### Exercise objective
Without including any image, retype the records word for word.

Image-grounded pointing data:
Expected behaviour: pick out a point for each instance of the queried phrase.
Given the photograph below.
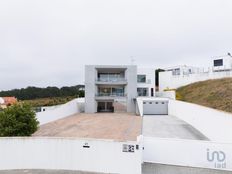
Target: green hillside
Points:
(216, 94)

### Exercise result
Expected behaviour: pick out a point for each instance of the queried phrase.
Given the photograph below.
Target: green hillside
Points:
(216, 94)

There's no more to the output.